Written problem >>
Transcribe each record exactly. Include every one.

Region segmentation data

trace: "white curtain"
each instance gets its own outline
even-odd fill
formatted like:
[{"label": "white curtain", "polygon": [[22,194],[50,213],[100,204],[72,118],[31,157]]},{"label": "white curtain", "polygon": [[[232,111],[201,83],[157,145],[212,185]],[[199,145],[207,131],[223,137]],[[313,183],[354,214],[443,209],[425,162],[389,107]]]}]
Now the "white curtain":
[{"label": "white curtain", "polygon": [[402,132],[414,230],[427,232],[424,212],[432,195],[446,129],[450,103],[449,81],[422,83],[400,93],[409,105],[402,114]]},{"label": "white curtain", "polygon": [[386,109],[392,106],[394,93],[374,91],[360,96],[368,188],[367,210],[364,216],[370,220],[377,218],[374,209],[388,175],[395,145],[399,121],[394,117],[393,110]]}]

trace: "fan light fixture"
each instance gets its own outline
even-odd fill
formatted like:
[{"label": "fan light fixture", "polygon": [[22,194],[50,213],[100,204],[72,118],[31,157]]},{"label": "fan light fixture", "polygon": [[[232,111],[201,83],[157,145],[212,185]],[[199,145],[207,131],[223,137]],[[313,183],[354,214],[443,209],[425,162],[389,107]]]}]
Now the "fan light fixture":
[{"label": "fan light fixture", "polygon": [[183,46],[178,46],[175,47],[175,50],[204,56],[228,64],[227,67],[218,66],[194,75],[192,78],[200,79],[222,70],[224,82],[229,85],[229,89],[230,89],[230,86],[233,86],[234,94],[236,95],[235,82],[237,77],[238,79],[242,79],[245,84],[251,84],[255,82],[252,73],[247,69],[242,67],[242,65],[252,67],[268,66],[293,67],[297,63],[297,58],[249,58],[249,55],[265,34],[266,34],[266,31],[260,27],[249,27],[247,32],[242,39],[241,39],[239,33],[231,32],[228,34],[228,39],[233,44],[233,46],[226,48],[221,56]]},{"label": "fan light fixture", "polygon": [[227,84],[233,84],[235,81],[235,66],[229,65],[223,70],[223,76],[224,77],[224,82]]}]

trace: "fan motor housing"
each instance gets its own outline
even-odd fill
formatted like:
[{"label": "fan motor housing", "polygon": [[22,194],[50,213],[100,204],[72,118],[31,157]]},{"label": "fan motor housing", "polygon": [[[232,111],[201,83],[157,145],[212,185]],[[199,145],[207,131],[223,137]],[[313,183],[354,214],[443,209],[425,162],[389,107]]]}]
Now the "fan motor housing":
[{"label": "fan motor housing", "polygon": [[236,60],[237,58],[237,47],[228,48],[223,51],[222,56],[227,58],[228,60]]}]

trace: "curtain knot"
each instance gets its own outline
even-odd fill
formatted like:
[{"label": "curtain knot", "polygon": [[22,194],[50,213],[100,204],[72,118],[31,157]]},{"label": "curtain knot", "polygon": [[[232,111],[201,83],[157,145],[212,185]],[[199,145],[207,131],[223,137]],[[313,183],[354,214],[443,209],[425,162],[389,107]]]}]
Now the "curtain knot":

Full answer >>
trace: "white curtain"
each instance gets its own outline
even-odd fill
formatted like:
[{"label": "white curtain", "polygon": [[22,194],[50,213],[100,204],[72,118],[31,157]]},{"label": "white curtain", "polygon": [[[232,111],[201,83],[157,145],[212,185]],[[199,145],[207,131],[223,137]],[[313,183],[354,214],[443,209],[425,162],[389,107]]]}]
Now the "white curtain":
[{"label": "white curtain", "polygon": [[402,132],[414,230],[427,232],[424,212],[432,195],[446,129],[450,103],[449,81],[422,83],[400,93],[409,105],[402,114]]},{"label": "white curtain", "polygon": [[386,109],[392,106],[394,93],[374,91],[360,96],[368,188],[367,210],[364,216],[370,220],[377,218],[374,209],[388,175],[395,145],[399,121],[394,117],[393,110]]}]

trace: "fan light fixture"
each instance gets its own outline
even-odd fill
formatted like:
[{"label": "fan light fixture", "polygon": [[22,194],[50,213],[100,204],[72,118],[31,157]]},{"label": "fan light fixture", "polygon": [[[232,111],[201,83],[157,145],[212,185]],[[199,145],[207,131],[223,137]],[[313,183],[354,214],[443,209],[425,162],[389,107]]]}]
Now the "fan light fixture":
[{"label": "fan light fixture", "polygon": [[183,46],[178,46],[175,47],[175,50],[204,56],[228,64],[227,67],[218,66],[194,75],[192,78],[200,79],[222,70],[224,82],[229,85],[229,89],[230,89],[230,86],[233,86],[234,94],[236,95],[235,82],[237,77],[238,79],[242,79],[245,84],[251,84],[255,82],[252,73],[247,69],[242,67],[242,65],[252,67],[268,66],[293,67],[297,63],[297,58],[249,58],[249,55],[265,34],[266,34],[266,31],[260,27],[249,27],[247,32],[242,39],[241,39],[239,33],[231,32],[228,34],[228,39],[233,44],[233,46],[226,48],[221,56]]},{"label": "fan light fixture", "polygon": [[227,84],[233,84],[235,81],[235,66],[229,65],[223,70],[223,76],[224,77],[224,82]]}]

trace: "fan motor housing"
each instance gets its own outline
even-odd fill
formatted like:
[{"label": "fan motor housing", "polygon": [[22,194],[50,213],[100,204],[72,118],[31,157]]},{"label": "fan motor housing", "polygon": [[[232,111],[201,83],[157,145],[212,185]],[[199,145],[207,131],[223,137]],[[313,183],[354,214],[443,209],[425,162],[389,107]]]}]
Now the "fan motor housing":
[{"label": "fan motor housing", "polygon": [[236,60],[237,58],[237,47],[228,48],[223,51],[222,56],[227,58],[228,60]]}]

trace: "curtain knot"
each instance gets its own outline
even-odd fill
formatted like:
[{"label": "curtain knot", "polygon": [[22,194],[50,213],[100,204],[72,118],[31,157]]},{"label": "curtain knot", "polygon": [[[232,111],[201,83],[157,145],[212,185]],[[199,145],[207,131],[223,137]],[[313,183],[354,214],[443,209],[425,162],[389,107]]]}]
Now the "curtain knot":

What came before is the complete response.